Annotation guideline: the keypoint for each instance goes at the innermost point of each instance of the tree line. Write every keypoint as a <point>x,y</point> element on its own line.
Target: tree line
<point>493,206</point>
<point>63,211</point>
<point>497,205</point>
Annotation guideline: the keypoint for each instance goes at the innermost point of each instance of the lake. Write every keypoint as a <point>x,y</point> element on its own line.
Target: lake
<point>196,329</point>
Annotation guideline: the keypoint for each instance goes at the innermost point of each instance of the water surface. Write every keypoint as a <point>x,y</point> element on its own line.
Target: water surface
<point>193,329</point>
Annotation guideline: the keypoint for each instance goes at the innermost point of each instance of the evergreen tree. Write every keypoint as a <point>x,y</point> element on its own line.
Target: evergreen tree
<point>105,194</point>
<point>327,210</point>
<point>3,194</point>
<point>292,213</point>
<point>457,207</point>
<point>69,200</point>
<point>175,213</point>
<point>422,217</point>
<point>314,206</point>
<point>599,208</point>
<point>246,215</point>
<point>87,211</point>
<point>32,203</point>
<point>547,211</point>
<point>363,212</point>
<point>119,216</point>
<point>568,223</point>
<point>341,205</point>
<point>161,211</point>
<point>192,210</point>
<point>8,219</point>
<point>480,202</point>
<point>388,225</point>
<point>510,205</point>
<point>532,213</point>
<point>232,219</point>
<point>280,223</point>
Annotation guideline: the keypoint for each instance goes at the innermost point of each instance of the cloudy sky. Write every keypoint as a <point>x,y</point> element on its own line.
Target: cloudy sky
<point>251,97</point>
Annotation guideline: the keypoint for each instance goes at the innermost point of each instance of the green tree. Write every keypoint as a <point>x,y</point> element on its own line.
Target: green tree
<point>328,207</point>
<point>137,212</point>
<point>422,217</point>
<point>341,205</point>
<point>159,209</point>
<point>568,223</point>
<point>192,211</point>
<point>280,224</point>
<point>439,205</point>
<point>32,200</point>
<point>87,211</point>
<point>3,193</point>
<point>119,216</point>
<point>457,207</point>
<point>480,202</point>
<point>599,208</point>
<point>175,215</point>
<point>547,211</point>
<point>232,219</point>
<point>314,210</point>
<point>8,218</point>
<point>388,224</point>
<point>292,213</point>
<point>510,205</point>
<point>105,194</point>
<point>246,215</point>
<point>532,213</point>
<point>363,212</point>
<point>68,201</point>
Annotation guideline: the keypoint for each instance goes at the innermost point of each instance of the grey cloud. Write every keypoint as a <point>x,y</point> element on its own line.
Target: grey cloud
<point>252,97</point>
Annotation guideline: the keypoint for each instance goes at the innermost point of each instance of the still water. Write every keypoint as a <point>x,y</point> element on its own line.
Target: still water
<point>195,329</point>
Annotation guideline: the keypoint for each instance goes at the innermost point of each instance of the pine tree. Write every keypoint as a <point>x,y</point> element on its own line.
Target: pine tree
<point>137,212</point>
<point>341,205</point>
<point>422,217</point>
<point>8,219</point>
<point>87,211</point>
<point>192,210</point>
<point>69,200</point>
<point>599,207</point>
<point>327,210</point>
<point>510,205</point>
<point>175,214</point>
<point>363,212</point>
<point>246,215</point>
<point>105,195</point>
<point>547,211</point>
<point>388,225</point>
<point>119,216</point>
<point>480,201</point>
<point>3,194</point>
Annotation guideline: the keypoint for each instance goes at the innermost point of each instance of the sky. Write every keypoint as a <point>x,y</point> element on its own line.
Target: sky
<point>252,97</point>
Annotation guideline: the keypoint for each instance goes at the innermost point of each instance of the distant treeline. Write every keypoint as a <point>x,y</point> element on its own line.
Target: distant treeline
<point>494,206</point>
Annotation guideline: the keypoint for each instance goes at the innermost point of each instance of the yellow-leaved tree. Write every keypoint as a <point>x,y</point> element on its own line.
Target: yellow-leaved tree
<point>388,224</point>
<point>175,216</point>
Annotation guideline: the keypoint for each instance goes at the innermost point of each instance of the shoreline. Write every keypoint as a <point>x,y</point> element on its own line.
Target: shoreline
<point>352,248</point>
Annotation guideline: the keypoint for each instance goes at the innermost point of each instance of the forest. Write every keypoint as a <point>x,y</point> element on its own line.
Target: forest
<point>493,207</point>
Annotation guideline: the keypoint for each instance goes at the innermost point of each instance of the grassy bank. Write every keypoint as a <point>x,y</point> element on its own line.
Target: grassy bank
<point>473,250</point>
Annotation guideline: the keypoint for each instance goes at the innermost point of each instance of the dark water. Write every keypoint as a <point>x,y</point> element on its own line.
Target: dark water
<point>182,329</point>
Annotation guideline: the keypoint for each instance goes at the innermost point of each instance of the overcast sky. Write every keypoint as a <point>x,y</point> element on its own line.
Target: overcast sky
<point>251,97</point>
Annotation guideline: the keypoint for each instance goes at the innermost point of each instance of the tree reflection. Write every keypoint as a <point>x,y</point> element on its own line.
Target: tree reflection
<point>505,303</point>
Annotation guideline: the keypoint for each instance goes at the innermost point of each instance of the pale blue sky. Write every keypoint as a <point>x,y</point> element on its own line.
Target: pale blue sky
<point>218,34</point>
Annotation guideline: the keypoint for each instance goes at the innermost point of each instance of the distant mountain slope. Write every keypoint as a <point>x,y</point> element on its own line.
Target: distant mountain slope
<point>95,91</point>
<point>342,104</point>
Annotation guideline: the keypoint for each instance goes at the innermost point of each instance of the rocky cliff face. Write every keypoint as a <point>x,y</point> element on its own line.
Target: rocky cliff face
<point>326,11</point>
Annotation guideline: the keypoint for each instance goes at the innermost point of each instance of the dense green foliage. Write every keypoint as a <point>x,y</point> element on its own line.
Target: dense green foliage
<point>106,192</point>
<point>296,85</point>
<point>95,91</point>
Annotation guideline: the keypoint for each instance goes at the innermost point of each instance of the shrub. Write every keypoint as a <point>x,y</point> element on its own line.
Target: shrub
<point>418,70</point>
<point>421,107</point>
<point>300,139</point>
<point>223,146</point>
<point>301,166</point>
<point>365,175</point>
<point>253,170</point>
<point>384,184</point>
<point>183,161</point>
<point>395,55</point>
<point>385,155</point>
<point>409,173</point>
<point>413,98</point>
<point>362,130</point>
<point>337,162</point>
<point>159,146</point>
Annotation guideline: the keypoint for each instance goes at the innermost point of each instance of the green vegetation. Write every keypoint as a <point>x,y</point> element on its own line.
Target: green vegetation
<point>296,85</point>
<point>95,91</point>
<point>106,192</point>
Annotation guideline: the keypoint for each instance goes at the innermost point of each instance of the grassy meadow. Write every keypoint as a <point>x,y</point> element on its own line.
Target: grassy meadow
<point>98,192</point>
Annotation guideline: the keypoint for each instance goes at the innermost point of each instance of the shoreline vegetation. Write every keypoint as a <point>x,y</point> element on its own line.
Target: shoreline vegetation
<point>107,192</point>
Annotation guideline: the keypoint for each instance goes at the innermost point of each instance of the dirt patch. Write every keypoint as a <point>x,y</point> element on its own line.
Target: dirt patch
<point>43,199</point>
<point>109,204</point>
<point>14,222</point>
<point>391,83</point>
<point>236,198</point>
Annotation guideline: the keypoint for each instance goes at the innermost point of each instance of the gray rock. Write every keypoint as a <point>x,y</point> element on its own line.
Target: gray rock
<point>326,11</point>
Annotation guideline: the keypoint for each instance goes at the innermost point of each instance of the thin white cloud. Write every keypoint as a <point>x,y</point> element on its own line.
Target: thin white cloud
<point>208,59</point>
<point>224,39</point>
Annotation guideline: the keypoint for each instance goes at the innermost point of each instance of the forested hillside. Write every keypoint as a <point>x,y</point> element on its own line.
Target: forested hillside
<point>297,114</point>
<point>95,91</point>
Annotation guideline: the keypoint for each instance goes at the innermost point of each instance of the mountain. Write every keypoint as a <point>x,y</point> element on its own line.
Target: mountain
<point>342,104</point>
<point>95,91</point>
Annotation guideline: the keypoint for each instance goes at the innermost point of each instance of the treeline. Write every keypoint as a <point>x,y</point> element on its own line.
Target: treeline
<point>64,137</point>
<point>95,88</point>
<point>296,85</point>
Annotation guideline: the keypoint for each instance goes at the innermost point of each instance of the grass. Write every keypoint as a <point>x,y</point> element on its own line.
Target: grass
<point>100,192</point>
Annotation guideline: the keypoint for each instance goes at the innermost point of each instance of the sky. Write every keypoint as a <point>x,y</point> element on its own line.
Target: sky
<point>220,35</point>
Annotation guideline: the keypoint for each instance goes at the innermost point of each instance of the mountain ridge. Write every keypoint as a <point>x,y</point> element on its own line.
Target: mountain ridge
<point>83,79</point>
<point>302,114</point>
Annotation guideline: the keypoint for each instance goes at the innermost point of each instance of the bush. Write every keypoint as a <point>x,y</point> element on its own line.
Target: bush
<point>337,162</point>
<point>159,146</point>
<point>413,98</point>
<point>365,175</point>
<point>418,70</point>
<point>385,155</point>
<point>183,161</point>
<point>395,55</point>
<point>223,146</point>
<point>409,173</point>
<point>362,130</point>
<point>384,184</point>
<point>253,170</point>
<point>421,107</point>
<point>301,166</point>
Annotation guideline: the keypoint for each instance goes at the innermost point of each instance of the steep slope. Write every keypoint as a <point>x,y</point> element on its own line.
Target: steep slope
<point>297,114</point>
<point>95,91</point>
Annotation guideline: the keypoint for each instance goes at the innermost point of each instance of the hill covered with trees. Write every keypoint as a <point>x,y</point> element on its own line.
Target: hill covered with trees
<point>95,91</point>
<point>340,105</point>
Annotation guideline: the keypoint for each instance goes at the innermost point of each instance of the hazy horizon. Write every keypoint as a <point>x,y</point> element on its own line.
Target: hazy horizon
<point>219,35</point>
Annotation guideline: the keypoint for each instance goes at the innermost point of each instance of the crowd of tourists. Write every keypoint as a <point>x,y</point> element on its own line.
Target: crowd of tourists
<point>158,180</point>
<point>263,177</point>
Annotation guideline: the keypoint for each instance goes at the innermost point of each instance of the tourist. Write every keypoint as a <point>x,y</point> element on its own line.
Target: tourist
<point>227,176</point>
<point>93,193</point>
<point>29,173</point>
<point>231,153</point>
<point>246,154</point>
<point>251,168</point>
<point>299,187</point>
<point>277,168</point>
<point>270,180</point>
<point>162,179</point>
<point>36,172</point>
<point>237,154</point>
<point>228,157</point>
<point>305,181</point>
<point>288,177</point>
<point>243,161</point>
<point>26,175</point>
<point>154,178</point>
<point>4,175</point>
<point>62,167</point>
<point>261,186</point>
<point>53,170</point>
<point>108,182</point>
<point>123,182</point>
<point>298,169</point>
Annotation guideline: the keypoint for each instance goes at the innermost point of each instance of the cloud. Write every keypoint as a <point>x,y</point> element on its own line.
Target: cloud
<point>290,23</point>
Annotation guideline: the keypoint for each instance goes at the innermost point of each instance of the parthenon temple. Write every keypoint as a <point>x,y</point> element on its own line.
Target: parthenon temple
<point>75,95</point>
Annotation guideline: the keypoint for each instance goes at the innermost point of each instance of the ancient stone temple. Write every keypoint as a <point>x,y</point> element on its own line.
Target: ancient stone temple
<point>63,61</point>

**PROBLEM DESCRIPTION**
Recast the lines between the ones holding "the green tree." and "<point>195,329</point>", inclusive, as a JSON list of strings, one string per line, leaving out any blank lines.

**FINISHED EXERCISE**
[
  "Annotation guideline: the keypoint for each instance goes at the innermost point of each instance of the green tree. Write every keypoint as a <point>x,y</point> element on its own line.",
  "Target: green tree",
  "<point>328,207</point>",
  "<point>137,212</point>",
  "<point>422,217</point>",
  "<point>341,205</point>",
  "<point>159,209</point>",
  "<point>568,223</point>",
  "<point>192,211</point>",
  "<point>280,224</point>",
  "<point>439,205</point>",
  "<point>32,200</point>",
  "<point>87,211</point>",
  "<point>3,193</point>",
  "<point>119,216</point>",
  "<point>457,207</point>",
  "<point>480,202</point>",
  "<point>599,208</point>",
  "<point>175,215</point>",
  "<point>547,211</point>",
  "<point>232,219</point>",
  "<point>314,210</point>",
  "<point>8,218</point>",
  "<point>388,224</point>",
  "<point>292,213</point>",
  "<point>510,205</point>",
  "<point>105,194</point>",
  "<point>246,215</point>",
  "<point>532,213</point>",
  "<point>363,212</point>",
  "<point>68,201</point>",
  "Annotation guideline: the keypoint for each instance goes at the innermost point of each instance of the grey cloud. Write every keypoint as a <point>x,y</point> element on its own line.",
  "Target: grey cloud",
  "<point>252,97</point>",
  "Annotation guideline: the keypoint for each instance goes at the innermost point of each instance of the still water. Write every keypoint as a <point>x,y</point> element on its own line.",
  "Target: still water",
  "<point>195,329</point>"
]